Passage
......

Often, the parts of a system are interdependent, and each one depends on or supports the functioning of the system’s other parts. Yet the properties and behavior of the whole system can be very different from those of any of its parts, and large systems may have emergent properties, such as the shape of a tree, that cannot be predicted in detail from knowledge about the components and their interactions. Things viewed as subsystems at one scale may themselves be viewed as whole systems at a smaller scale. For example, the circulatory system can be seen as an entity in itself or as a subsystem of the entire human body; a molecule can be studied as a stable configuration of atoms but also as a subsystem of a cell or a gas.
An explicit model of a system under study can be a useful tool not only for gaining understanding of the system but also for conveying it to others. Models of a system can range in complexity from lists and simple sketches to detailed computer simulations or functioning prototypes.
Models can be valuable in predicting a system’s behaviors or in diagnosing problems or failures in its functioning, regardless of what type of system is being examined. A good system model for use in developing scientific explanations or engineering designs must specify not only the parts, or subsystems, of the system but also how they interact with one another. It must also specify the boundary of the system being modeled, delineating what is included in the model and what is to be treated as external. In a simple mechanical system, interactions among the parts are describable in terms of forces among them that cause changes in motion or physical stresses. In more complex systems, it is not always possible or useful to consider interactions at this detailed mechanical level, yet it is equally important to ask what interactions are occurring (e.g., predator-prey relationships in an ecosystem) and to recognize that they all involve transfers of energy, matter, and (in some cases) information among parts of the system.
Any model of a system incorporates assumptions and approximations; the key is to be aware of what they are and how they affect the model’s reliability and precision. Predictions may be reliable but not precise or, worse, precise but not reliable; the degree of reliability and precision needed depends on the use to which the model will be put.
As science instruction progresses, so too should students’ ability to analyze and model more complex systems and to use a broader variety of representations to explicate what they model. Their thinking about systems in terms of component parts and their interactions, as well as in terms of inputs, outputs, and processes, gives students a way to organize their knowledge of a system, to generate questions that can lead to enhanced understanding, to test aspects of their model of the system, and, eventually, to refine their model.

......

Records
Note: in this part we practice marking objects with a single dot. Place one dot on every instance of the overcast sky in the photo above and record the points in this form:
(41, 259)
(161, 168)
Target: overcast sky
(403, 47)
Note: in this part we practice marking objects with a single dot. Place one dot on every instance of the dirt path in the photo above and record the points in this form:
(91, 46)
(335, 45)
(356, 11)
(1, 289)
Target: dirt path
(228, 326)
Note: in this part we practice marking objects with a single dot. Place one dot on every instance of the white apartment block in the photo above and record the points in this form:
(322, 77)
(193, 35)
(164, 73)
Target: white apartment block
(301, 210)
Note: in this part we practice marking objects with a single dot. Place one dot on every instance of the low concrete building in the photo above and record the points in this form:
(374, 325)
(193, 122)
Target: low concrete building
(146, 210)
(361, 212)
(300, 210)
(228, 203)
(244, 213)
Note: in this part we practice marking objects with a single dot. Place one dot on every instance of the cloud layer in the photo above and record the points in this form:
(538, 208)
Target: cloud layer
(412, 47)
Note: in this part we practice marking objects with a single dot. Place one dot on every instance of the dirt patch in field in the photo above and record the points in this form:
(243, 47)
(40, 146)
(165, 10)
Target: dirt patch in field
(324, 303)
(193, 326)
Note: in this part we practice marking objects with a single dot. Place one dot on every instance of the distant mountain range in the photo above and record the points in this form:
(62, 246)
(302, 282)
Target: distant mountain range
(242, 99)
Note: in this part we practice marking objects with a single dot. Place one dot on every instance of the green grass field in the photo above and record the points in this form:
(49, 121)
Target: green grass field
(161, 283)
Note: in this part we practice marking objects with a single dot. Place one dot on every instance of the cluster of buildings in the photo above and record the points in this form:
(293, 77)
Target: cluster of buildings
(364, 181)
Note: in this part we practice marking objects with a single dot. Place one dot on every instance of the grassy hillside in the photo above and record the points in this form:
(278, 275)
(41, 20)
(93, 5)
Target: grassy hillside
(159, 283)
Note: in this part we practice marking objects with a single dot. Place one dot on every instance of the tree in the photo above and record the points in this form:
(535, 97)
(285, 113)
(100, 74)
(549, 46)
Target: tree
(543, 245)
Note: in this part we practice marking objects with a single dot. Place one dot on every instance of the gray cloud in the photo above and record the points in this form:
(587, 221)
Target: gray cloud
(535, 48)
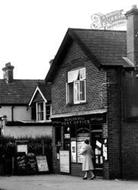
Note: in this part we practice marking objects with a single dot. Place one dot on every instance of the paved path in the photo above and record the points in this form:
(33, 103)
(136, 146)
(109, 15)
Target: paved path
(63, 182)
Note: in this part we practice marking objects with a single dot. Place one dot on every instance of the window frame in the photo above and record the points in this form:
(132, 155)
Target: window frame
(75, 84)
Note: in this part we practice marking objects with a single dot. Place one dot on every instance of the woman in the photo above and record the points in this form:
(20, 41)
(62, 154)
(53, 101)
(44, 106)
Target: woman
(87, 165)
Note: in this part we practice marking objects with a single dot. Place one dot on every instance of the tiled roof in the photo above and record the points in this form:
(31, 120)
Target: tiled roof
(103, 47)
(46, 90)
(17, 92)
(107, 46)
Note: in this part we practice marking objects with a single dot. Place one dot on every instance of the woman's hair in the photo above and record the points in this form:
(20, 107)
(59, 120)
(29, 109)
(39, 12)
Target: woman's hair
(86, 141)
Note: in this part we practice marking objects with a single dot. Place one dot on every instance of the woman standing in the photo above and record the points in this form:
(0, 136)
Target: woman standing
(87, 165)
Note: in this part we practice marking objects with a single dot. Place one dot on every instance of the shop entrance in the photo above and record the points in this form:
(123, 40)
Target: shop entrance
(97, 145)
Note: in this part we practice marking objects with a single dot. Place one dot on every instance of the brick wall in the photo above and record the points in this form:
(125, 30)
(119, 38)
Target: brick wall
(130, 150)
(114, 122)
(94, 80)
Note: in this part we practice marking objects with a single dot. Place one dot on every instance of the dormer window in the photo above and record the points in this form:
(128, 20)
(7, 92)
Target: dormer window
(76, 86)
(41, 106)
(41, 111)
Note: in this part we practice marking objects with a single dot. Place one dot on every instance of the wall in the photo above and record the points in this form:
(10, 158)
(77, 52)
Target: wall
(94, 83)
(114, 122)
(28, 131)
(130, 150)
(20, 113)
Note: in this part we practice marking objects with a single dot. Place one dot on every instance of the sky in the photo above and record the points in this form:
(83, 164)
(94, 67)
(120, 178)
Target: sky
(31, 31)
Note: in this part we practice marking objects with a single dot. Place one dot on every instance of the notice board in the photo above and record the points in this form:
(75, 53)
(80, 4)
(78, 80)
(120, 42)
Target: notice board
(64, 161)
(42, 163)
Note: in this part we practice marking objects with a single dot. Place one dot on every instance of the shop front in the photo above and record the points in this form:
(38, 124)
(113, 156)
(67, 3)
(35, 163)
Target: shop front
(68, 136)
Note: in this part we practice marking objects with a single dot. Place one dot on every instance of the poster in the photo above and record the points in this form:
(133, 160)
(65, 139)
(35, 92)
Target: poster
(42, 163)
(22, 148)
(73, 151)
(80, 141)
(64, 161)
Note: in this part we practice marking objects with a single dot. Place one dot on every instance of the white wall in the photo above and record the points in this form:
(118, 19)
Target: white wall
(20, 113)
(27, 131)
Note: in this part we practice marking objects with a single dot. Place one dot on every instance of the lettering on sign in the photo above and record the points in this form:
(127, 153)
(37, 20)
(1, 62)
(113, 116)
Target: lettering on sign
(113, 20)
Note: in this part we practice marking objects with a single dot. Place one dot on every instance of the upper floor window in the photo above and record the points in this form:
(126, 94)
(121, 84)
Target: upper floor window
(76, 86)
(41, 111)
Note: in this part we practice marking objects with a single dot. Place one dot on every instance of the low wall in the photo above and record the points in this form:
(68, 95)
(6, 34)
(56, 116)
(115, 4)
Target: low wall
(27, 131)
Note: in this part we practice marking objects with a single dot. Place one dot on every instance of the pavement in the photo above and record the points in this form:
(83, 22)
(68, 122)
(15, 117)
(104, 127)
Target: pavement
(63, 182)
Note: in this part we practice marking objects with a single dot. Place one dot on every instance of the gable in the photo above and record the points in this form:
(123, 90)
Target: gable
(17, 92)
(102, 47)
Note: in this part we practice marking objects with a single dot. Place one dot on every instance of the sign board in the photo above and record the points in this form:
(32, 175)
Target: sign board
(64, 161)
(42, 163)
(110, 21)
(22, 148)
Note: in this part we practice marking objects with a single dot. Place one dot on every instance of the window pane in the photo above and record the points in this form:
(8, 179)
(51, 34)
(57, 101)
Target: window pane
(40, 111)
(82, 90)
(47, 111)
(70, 88)
(76, 91)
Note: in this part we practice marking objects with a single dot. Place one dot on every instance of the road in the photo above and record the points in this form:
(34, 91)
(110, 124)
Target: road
(63, 182)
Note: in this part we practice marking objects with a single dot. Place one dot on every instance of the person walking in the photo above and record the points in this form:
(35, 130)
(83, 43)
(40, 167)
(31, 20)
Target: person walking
(87, 165)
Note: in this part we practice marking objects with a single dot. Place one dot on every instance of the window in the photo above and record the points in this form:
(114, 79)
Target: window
(76, 86)
(48, 110)
(41, 111)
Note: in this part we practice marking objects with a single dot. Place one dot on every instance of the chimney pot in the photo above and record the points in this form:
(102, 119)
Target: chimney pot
(8, 72)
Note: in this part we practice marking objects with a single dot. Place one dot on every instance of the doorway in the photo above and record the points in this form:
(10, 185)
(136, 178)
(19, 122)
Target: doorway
(97, 145)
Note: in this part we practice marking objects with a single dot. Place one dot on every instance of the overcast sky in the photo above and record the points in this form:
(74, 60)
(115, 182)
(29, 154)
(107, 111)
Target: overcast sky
(31, 31)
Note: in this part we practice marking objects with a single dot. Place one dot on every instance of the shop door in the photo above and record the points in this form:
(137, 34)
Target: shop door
(97, 145)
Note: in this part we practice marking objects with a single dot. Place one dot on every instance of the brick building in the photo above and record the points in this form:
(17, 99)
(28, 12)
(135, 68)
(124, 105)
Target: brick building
(94, 95)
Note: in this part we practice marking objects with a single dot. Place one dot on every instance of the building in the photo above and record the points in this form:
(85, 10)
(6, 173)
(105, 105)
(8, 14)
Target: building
(94, 95)
(18, 117)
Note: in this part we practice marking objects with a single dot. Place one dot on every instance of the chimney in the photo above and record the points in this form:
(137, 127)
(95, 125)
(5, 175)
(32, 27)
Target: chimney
(8, 72)
(132, 35)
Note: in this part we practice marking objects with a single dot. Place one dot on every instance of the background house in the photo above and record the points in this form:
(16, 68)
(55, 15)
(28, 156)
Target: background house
(93, 80)
(17, 117)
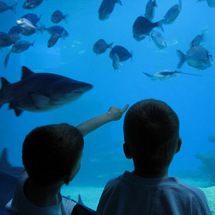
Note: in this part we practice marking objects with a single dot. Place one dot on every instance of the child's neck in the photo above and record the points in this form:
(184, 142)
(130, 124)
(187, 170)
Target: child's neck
(42, 196)
(148, 174)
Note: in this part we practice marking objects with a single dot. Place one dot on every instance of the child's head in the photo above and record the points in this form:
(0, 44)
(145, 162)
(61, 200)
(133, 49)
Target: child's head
(52, 153)
(151, 133)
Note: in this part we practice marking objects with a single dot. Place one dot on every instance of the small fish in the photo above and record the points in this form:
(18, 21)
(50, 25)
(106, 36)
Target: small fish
(31, 4)
(158, 39)
(115, 61)
(211, 138)
(197, 57)
(211, 3)
(142, 27)
(4, 7)
(122, 53)
(150, 9)
(15, 32)
(197, 40)
(28, 25)
(5, 40)
(53, 40)
(38, 92)
(57, 30)
(101, 46)
(57, 16)
(106, 8)
(17, 48)
(172, 13)
(33, 18)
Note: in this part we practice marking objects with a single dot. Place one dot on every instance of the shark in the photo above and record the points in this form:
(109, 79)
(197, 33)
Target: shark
(8, 178)
(37, 92)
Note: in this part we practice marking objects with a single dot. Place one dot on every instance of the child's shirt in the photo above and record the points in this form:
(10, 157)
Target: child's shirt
(19, 205)
(129, 194)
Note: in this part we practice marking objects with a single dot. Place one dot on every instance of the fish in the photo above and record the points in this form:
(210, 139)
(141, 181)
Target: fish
(101, 46)
(197, 40)
(165, 75)
(5, 40)
(158, 39)
(211, 138)
(31, 4)
(39, 92)
(53, 39)
(28, 25)
(106, 8)
(14, 33)
(122, 53)
(57, 16)
(115, 61)
(197, 57)
(142, 27)
(172, 13)
(211, 3)
(57, 30)
(33, 18)
(150, 9)
(8, 179)
(18, 47)
(4, 7)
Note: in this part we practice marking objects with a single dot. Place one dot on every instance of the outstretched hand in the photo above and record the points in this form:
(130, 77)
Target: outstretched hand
(116, 113)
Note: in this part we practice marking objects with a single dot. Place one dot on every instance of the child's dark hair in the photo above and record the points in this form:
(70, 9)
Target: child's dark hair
(50, 152)
(151, 127)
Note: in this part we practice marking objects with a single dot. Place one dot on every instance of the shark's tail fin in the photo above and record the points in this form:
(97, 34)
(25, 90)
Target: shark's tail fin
(13, 7)
(182, 58)
(4, 85)
(3, 159)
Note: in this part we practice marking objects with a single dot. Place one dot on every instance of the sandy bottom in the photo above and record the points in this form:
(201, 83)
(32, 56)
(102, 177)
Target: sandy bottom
(90, 195)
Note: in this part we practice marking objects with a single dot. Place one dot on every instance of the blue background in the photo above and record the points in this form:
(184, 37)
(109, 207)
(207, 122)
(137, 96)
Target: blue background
(192, 97)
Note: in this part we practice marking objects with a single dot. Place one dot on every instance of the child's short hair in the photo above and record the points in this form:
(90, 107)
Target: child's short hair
(151, 127)
(50, 152)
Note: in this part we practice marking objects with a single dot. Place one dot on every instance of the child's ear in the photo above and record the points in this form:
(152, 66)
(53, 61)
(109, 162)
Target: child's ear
(127, 151)
(179, 145)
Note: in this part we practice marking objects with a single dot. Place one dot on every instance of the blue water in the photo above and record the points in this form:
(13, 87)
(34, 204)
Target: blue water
(192, 97)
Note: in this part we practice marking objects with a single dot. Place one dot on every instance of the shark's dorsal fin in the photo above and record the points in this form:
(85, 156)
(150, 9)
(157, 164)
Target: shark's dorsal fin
(3, 159)
(4, 83)
(26, 72)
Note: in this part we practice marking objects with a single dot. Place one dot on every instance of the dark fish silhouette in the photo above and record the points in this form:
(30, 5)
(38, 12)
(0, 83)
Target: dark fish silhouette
(115, 61)
(33, 18)
(165, 75)
(172, 13)
(4, 7)
(18, 47)
(37, 92)
(150, 9)
(57, 30)
(198, 39)
(53, 39)
(106, 8)
(31, 4)
(101, 46)
(14, 33)
(158, 39)
(57, 16)
(142, 27)
(5, 40)
(8, 178)
(197, 57)
(122, 53)
(211, 3)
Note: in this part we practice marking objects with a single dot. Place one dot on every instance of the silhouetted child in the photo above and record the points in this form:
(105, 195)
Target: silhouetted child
(151, 135)
(52, 157)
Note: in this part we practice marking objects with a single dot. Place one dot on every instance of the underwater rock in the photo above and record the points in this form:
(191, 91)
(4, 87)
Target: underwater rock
(208, 160)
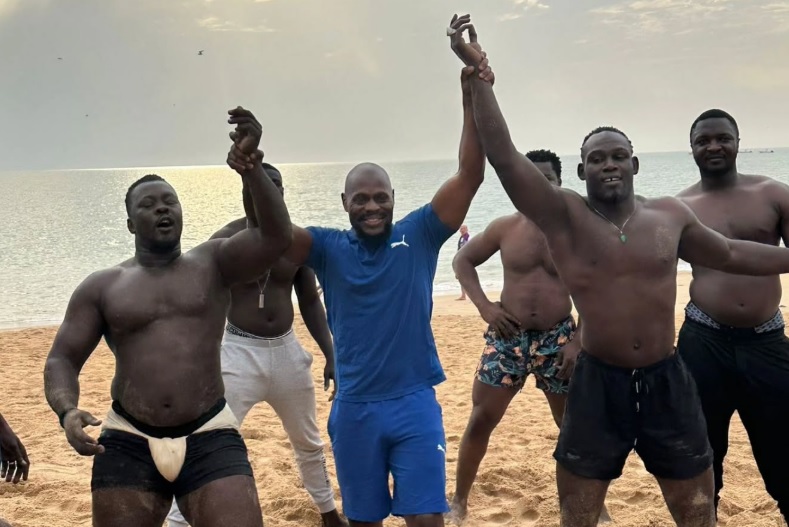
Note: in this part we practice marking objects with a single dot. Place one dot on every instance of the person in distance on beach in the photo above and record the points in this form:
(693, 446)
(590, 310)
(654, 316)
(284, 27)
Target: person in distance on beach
(617, 254)
(733, 337)
(531, 330)
(263, 361)
(377, 279)
(170, 432)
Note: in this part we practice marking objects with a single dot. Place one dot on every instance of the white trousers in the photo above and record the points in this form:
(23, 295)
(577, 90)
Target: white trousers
(277, 371)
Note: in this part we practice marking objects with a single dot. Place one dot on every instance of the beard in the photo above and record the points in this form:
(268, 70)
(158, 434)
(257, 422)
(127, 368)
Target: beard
(374, 239)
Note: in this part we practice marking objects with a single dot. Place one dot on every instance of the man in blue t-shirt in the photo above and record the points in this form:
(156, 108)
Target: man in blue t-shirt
(377, 279)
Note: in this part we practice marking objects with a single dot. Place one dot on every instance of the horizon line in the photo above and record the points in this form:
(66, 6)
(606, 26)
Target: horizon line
(754, 149)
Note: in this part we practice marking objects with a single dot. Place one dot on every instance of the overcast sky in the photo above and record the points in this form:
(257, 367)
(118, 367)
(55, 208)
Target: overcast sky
(374, 80)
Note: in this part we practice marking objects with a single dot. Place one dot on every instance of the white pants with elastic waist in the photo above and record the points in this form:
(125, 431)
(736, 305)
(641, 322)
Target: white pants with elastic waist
(277, 371)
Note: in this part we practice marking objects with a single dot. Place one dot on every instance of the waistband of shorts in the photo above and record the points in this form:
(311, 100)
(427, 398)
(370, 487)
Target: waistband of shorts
(567, 321)
(695, 315)
(656, 366)
(183, 430)
(232, 333)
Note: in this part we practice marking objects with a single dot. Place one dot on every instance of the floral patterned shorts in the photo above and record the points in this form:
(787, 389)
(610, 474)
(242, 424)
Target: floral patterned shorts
(507, 363)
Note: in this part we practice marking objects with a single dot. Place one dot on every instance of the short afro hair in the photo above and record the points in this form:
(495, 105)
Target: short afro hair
(147, 178)
(715, 114)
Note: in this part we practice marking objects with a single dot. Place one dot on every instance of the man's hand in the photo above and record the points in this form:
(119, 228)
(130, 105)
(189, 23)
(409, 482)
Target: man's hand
(248, 130)
(565, 359)
(505, 324)
(485, 73)
(15, 463)
(469, 52)
(328, 378)
(73, 423)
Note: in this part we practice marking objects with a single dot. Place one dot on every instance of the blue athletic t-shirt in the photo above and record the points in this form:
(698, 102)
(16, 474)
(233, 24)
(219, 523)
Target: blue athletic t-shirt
(379, 301)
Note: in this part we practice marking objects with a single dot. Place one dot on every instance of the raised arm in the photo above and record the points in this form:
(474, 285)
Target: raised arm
(781, 193)
(453, 199)
(231, 229)
(314, 315)
(77, 337)
(700, 245)
(250, 253)
(528, 189)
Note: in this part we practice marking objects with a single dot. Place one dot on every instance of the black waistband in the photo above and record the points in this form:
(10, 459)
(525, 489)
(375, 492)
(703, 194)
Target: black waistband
(730, 332)
(662, 363)
(170, 431)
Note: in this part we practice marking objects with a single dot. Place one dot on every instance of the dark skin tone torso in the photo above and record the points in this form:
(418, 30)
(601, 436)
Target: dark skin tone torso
(139, 309)
(625, 292)
(277, 315)
(751, 209)
(533, 291)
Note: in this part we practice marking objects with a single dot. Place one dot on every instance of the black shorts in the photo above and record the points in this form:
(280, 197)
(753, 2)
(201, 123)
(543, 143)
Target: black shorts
(127, 460)
(611, 410)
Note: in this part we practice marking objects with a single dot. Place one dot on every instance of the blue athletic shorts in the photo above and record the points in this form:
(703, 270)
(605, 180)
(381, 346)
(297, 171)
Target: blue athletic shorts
(404, 437)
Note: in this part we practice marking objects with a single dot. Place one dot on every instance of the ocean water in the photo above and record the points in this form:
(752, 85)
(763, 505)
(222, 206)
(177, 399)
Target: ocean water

......

Action item
Copy word for word the part of the passage on systems and models that opens with "Any model of" and closes with "will be put.".

Finished task
Any model of a system incorporates assumptions and approximations; the key is to be aware of what they are and how they affect the model’s reliability and precision. Predictions may be reliable but not precise or, worse, precise but not reliable; the degree of reliability and precision needed depends on the use to which the model will be put.